• _Work request_: Beneath this line is the data. Output exactly the lines from the line with "Target: yellow liquid in bottle" to the line with "Target: forest on hillside", both ends included, and nothing more.

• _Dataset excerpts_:
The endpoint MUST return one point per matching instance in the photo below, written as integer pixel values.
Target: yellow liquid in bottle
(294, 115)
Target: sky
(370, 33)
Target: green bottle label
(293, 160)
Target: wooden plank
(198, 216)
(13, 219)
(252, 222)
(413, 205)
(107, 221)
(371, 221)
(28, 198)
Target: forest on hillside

==

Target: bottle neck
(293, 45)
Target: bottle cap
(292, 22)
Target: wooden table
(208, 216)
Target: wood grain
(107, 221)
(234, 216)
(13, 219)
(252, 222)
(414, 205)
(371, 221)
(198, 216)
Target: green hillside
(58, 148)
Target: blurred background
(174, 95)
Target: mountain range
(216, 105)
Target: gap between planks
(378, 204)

• _Result of the task_:
Target: yellow liquid in bottle
(294, 115)
Target: sky
(370, 33)
Target: green bottle label
(293, 160)
Target: wooden plank
(198, 216)
(13, 219)
(252, 222)
(413, 205)
(107, 221)
(371, 221)
(28, 198)
Target: forest on hillside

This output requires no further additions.